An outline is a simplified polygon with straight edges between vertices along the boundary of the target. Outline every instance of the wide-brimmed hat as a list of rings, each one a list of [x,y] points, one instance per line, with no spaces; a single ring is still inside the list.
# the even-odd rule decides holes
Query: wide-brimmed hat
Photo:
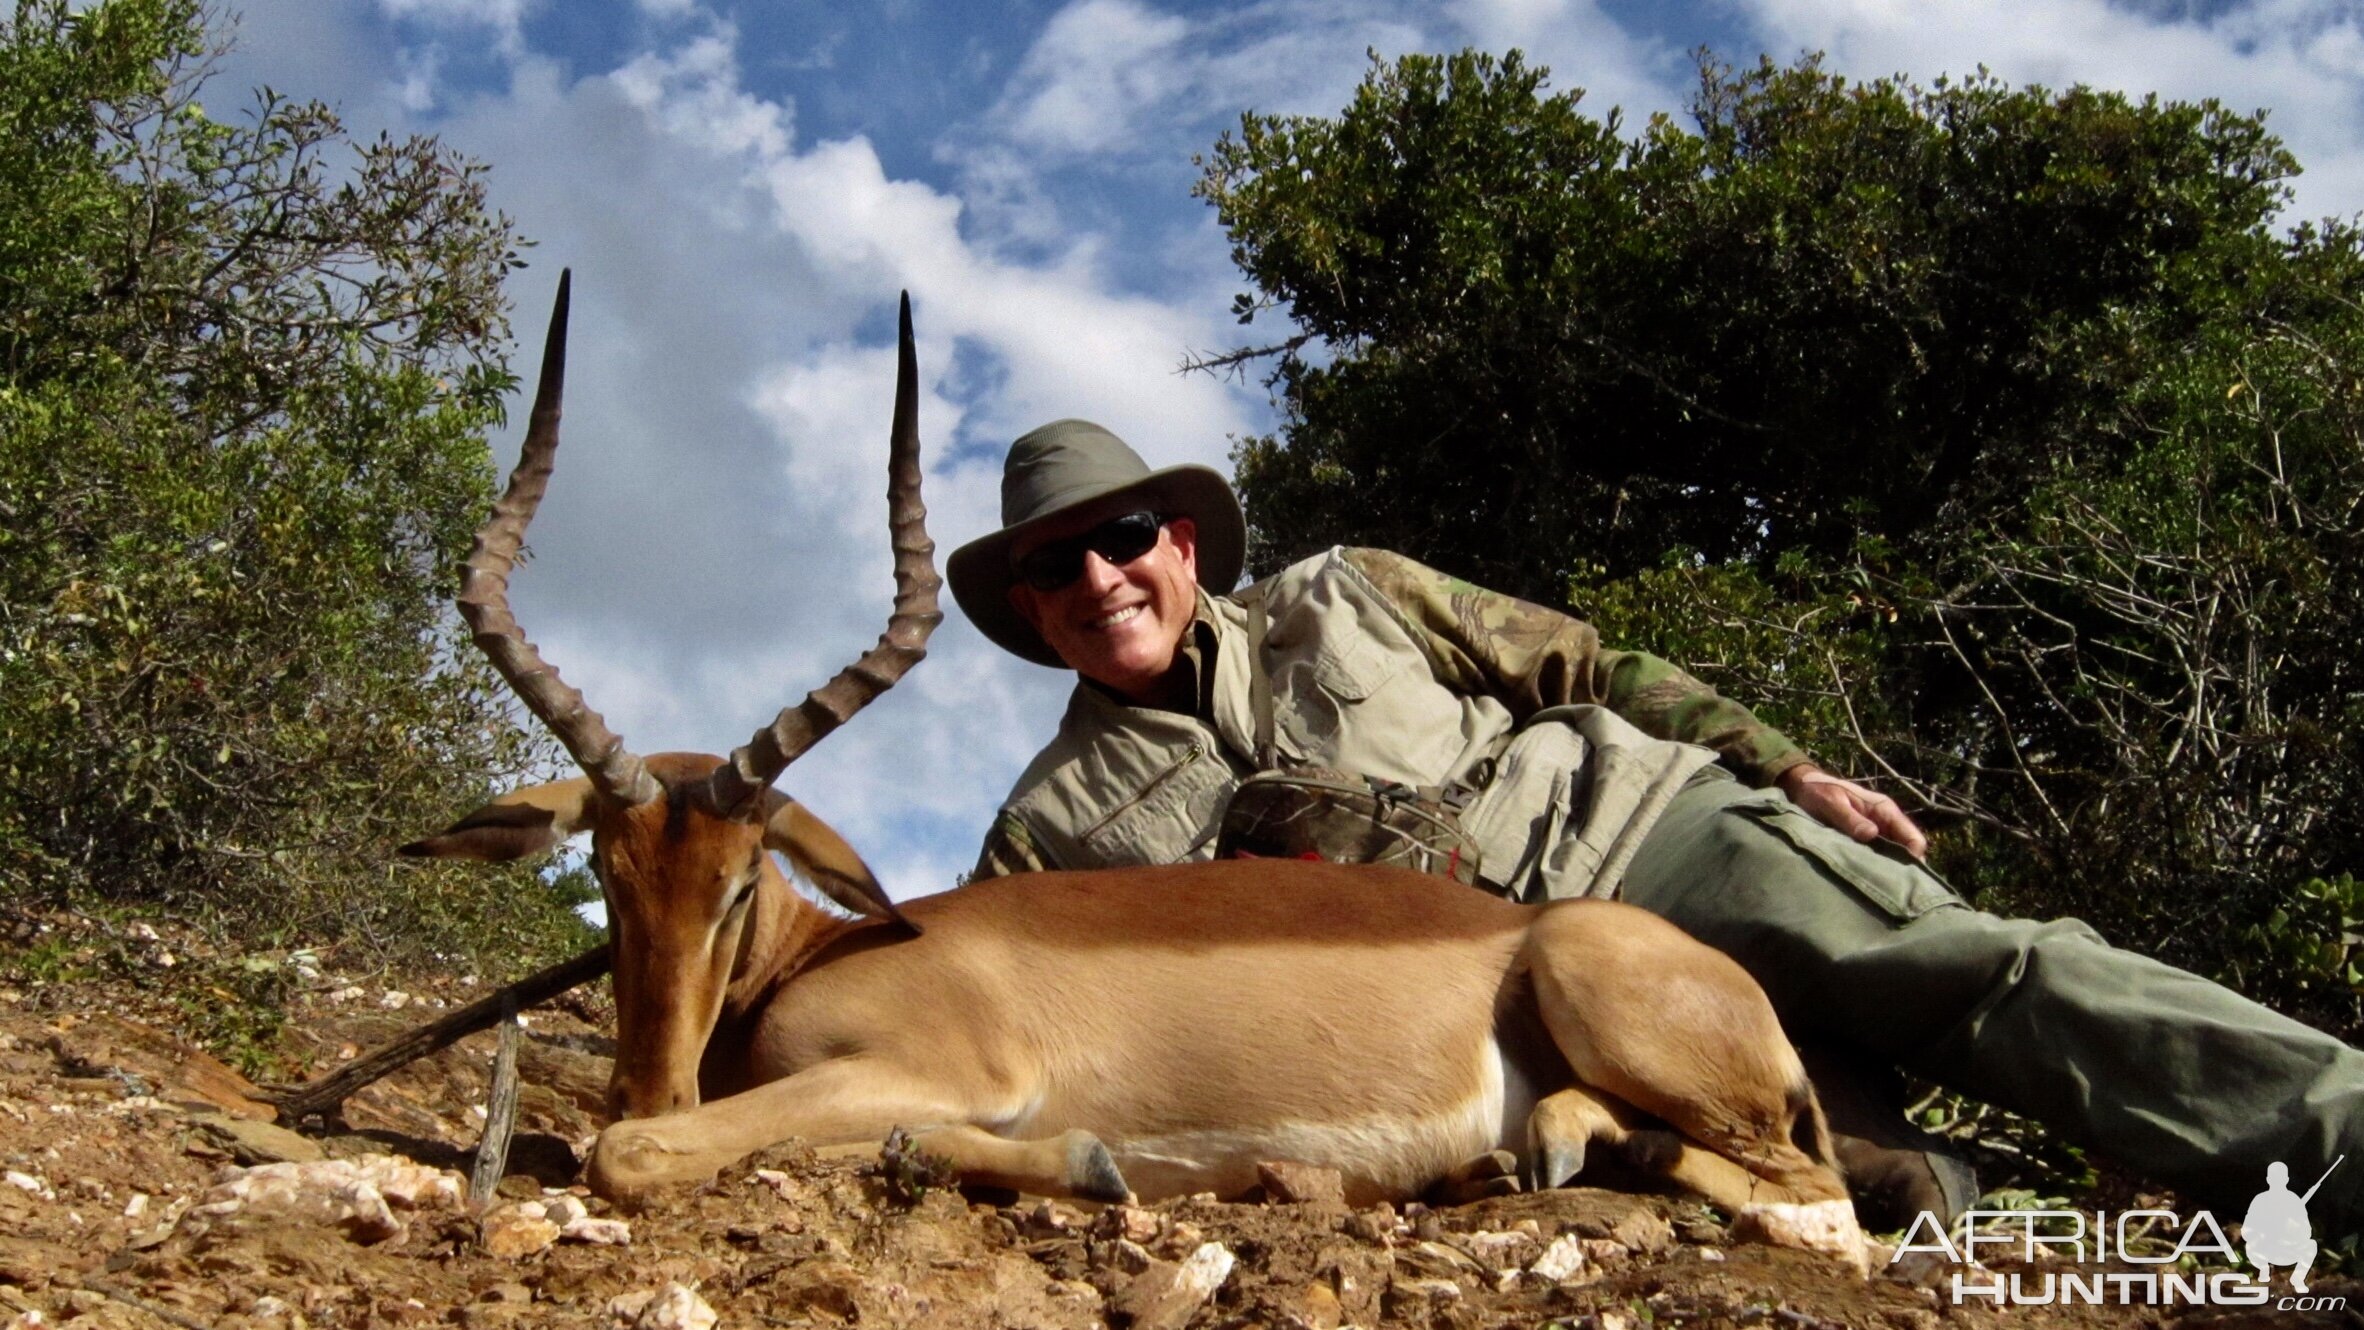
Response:
[[[1198,584],[1221,595],[1247,563],[1248,523],[1231,483],[1212,467],[1152,471],[1125,441],[1088,420],[1054,420],[1010,445],[1001,468],[1001,530],[944,561],[952,598],[985,636],[1038,665],[1063,665],[1010,606],[1010,549],[1062,513],[1090,505],[1110,516],[1148,509],[1198,524]]]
▬▬▬
- **Instructions for the task**
Say how many lines of the entries hold the string "brimmed". Nothing but the number should be given.

- **Exercise result**
2